*TEXTO PROPORCIONADO*.
────────────────
"De pensamiento es la guerra mayor que se nos hace: ganémosla a pensamiento" José Martí

sábado, 2 de noviembre de 2019

Muñoz Marín y Cuba en tiempos de la vitrina

Por Manuel de J. González 

“¿Quién abrirá mis cajones?, ¿quién leerá mis canciones con morboso placer?” Así dice una canción de Joan Manuel Serrat (Si la muerte pisa mi huerto) y el verso que de ella trascribo viene al caso cuando se piensa en la labor de los historiadores. A ellos les toca abrir los “cajones” que guardan (u ocultan) eventos de otros tiempos y supongo, como dice el cantor catalán, que lo que en ellos encuentran a veces les provoca “morboso placer”. Porque a diferencia de las personas que escribieron o provocaron lo que está en los cajones, los historiadores tienen la enorme ventaja que les da el tiempo. ¿Acaso no nos causa un cierto placer morboso leer ahora –en tiempos de la Ley PROMESA, y de tantas cosas más– que, según Luis Muñoz Marín, la ruta de los cubanos que pelearon en Sierra Maestra y la suya, la que él buscó para Puerto Rico en 1952, conducían a una misma “libertad política”?
────────────────
*FILAS EN BRUTO*.

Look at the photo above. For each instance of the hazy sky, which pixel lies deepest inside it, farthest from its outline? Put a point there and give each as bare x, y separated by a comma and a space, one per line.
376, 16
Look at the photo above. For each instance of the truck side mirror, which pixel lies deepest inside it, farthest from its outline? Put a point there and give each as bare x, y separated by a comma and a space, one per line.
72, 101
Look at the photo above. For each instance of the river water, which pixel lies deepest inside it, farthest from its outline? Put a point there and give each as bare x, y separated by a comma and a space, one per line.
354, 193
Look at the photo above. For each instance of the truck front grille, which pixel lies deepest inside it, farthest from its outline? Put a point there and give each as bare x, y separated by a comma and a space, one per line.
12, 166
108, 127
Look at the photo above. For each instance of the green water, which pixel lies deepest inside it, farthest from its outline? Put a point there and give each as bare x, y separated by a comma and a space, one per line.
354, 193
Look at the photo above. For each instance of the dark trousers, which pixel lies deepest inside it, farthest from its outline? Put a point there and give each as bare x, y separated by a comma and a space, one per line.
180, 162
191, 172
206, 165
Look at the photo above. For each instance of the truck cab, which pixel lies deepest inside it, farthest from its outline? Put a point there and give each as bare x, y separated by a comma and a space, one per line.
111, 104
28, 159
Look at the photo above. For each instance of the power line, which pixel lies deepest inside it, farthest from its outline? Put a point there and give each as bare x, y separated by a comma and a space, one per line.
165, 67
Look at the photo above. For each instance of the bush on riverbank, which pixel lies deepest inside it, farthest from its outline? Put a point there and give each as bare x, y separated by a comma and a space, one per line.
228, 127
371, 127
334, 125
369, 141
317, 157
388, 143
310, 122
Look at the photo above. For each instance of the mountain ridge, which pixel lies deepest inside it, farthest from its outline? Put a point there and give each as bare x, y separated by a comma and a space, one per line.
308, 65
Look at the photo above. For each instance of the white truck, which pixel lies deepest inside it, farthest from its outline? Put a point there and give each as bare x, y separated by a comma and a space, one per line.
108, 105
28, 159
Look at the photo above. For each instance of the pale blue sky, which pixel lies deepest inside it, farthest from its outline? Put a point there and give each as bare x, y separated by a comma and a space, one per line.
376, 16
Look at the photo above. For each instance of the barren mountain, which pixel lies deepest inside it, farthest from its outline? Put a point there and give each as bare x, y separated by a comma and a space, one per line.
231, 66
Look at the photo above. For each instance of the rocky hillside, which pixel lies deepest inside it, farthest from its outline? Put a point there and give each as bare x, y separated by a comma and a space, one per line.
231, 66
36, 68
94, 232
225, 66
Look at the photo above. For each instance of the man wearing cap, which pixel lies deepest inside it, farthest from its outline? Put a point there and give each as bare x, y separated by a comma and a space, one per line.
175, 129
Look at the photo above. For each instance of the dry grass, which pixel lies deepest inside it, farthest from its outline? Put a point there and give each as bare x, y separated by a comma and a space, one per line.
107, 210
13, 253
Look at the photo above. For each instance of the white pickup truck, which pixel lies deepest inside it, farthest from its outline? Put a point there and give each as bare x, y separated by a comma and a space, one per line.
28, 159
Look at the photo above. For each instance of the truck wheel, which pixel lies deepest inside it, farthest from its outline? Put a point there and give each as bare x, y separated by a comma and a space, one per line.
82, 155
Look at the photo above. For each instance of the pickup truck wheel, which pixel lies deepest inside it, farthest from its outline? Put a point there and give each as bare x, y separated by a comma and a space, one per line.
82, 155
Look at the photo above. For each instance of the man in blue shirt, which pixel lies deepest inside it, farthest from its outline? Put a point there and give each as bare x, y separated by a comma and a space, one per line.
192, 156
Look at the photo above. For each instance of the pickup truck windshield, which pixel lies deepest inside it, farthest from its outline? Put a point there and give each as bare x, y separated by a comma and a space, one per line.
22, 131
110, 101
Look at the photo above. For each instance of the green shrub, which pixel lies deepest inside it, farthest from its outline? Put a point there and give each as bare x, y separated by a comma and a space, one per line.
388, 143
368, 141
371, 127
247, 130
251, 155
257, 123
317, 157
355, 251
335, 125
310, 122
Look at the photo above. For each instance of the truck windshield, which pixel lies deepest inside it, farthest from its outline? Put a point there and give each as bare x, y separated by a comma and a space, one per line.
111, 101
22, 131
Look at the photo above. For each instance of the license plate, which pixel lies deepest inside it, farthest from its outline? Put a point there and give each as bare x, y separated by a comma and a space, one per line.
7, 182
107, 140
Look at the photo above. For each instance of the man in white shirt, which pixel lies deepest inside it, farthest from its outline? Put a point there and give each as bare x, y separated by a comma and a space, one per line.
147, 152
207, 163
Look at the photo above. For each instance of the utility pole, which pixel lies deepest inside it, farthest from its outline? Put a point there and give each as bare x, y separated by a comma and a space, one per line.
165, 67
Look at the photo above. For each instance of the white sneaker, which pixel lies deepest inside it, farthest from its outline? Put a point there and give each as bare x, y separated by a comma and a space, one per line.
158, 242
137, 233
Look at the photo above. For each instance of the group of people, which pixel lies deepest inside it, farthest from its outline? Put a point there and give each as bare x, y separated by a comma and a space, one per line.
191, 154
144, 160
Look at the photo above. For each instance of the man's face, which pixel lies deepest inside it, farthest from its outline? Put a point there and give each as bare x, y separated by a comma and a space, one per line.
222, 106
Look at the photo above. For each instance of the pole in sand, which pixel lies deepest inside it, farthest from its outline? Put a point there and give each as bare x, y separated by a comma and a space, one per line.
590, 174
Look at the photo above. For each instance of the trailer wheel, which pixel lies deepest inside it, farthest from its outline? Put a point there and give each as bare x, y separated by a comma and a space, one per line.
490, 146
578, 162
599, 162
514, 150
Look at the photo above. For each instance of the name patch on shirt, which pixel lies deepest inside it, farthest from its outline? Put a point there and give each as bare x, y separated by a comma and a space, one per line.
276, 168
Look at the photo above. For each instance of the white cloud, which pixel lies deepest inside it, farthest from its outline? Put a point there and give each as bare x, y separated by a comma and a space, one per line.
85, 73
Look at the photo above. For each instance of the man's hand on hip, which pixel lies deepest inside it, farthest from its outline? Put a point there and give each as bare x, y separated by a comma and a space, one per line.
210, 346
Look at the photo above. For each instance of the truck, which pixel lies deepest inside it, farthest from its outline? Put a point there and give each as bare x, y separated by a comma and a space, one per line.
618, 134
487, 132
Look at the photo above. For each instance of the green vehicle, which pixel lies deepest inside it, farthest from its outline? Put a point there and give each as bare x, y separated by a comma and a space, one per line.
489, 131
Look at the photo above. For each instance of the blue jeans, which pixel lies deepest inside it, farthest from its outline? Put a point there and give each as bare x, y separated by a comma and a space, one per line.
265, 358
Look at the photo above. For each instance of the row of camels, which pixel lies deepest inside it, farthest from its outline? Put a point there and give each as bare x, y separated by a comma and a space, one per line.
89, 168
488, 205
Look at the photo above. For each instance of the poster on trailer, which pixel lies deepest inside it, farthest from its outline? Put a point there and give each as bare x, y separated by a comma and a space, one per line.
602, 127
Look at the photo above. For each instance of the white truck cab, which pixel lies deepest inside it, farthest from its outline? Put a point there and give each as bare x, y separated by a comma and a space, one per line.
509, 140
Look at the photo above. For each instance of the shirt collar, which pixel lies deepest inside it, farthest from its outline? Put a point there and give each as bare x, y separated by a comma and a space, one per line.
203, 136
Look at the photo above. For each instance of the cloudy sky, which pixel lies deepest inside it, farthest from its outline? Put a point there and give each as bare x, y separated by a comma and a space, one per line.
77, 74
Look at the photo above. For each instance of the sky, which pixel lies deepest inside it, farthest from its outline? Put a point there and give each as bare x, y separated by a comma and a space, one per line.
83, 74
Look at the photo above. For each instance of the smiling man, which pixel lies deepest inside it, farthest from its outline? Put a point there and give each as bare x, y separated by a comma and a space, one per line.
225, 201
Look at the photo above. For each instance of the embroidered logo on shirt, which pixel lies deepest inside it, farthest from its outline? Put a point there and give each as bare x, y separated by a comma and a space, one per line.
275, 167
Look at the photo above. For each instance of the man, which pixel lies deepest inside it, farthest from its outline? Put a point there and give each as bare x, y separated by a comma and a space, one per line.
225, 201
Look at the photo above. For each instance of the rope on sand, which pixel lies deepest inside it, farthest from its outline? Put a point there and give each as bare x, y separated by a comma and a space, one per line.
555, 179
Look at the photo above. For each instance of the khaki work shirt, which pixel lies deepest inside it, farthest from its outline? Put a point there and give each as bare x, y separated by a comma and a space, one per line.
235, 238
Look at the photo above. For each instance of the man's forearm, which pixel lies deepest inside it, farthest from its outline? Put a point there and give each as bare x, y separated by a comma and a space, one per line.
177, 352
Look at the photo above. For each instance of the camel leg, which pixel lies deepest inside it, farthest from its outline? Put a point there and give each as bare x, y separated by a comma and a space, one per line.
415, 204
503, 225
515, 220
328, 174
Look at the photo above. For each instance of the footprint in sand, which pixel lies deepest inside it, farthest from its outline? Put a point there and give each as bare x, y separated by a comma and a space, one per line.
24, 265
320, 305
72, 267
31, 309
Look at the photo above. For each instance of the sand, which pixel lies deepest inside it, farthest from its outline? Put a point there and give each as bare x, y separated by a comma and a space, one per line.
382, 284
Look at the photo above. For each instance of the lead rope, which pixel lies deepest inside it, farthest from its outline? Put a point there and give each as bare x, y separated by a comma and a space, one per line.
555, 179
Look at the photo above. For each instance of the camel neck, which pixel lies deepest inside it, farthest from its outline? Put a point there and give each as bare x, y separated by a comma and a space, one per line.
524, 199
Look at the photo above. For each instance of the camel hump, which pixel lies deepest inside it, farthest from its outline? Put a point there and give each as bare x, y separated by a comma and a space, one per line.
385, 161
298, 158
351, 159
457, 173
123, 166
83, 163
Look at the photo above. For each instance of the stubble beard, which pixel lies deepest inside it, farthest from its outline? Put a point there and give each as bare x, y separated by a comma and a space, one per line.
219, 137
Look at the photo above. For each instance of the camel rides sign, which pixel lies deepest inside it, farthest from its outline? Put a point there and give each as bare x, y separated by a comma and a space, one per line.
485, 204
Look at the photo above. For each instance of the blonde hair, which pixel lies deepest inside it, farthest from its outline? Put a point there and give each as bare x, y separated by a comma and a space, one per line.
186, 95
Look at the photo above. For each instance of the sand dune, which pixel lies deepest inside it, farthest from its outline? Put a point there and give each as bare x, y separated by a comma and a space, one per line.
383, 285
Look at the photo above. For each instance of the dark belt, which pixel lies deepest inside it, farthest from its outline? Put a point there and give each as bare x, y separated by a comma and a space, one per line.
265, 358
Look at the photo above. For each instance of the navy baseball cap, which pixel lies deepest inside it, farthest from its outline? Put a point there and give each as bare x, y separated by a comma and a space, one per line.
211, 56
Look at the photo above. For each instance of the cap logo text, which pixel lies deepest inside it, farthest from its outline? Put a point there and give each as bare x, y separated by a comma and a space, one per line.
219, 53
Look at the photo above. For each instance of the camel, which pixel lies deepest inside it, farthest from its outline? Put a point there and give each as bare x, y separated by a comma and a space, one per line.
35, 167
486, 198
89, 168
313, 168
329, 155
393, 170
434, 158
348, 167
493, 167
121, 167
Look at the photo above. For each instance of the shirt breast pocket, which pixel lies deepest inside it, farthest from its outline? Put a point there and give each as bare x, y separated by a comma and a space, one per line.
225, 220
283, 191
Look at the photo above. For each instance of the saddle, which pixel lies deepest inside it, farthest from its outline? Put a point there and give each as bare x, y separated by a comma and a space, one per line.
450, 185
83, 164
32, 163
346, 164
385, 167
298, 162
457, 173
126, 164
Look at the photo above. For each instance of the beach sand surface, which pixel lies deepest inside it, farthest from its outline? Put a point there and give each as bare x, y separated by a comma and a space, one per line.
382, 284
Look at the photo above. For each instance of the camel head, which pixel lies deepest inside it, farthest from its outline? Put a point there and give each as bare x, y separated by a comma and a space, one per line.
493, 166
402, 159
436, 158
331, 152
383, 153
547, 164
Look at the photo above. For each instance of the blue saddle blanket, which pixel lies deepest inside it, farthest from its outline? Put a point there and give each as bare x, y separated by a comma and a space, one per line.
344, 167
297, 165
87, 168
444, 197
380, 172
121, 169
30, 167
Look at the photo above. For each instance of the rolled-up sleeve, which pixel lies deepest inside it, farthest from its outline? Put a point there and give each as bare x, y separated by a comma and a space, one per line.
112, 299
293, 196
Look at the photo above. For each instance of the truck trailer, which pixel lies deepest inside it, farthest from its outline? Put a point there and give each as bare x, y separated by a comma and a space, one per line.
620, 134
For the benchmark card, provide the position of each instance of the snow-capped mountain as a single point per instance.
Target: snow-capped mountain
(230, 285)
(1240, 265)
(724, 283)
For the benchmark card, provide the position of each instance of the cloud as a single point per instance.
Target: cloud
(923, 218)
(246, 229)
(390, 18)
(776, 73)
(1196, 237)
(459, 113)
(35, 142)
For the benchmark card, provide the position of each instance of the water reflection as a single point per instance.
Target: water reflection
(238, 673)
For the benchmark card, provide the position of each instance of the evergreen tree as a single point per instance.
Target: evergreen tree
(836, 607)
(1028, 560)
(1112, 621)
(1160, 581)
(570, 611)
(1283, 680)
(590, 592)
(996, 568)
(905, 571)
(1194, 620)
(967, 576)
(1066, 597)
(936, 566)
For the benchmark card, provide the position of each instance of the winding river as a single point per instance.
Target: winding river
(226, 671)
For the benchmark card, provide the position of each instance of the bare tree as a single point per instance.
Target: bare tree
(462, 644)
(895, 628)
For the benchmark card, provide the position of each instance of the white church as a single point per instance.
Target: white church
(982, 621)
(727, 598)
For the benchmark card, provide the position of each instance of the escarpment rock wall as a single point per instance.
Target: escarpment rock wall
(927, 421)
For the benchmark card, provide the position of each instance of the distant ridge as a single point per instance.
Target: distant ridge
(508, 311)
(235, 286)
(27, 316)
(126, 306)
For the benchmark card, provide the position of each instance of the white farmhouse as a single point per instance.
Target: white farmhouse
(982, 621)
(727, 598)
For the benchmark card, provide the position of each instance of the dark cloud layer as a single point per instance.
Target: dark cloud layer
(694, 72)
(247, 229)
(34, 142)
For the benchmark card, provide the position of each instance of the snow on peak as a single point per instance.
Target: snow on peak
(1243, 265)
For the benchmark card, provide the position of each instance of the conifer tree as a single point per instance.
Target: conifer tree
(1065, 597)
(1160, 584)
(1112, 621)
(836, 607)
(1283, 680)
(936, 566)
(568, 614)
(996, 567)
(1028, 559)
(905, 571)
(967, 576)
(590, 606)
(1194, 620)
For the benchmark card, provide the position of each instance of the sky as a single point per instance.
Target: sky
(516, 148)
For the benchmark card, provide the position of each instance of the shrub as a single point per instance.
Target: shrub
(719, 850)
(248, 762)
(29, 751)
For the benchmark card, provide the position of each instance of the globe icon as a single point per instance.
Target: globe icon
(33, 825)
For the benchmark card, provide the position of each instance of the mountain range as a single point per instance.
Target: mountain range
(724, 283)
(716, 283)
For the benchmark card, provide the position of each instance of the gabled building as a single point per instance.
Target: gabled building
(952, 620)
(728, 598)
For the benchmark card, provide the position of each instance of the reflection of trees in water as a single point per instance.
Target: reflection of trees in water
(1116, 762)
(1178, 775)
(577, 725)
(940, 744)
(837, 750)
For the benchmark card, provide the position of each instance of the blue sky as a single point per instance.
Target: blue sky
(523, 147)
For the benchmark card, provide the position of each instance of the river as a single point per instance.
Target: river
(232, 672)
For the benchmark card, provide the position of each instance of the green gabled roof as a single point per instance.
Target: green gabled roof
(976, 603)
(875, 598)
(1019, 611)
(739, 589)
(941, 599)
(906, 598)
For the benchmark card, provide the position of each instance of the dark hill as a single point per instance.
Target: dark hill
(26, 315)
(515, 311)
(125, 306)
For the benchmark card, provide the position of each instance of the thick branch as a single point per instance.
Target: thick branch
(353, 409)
────────────────
*CONSIGNA*.
Repite íntegro el texto sobre Muñoz Marín y Cuba, sin cambiar ninguna palabra ni ningún signo.

*RESPUESTA CORRECTA*.
"De pensamiento es la guerra mayor que se nos hace: ganémosla a pensamiento" José Martí

sábado, 2 de noviembre de 2019

Muñoz Marín y Cuba en tiempos de la vitrina

Por Manuel de J. González 

“¿Quién abrirá mis cajones?, ¿quién leerá mis canciones con morboso placer?” Así dice una canción de Joan Manuel Serrat (Si la muerte pisa mi huerto) y el verso que de ella trascribo viene al caso cuando se piensa en la labor de los historiadores. A ellos les toca abrir los “cajones” que guardan (u ocultan) eventos de otros tiempos y supongo, como dice el cantor catalán, que lo que en ellos encuentran a veces les provoca “morboso placer”. Porque a diferencia de las personas que escribieron o provocaron lo que está en los cajones, los historiadores tienen la enorme ventaja que les da el tiempo. ¿Acaso no nos causa un cierto placer morboso leer ahora –en tiempos de la Ley PROMESA, y de tantas cosas más– que, según Luis Muñoz Marín, la ruta de los cubanos que pelearon en Sierra Maestra y la suya, la que él buscó para Puerto Rico en 1952, conducían a una misma “libertad política”?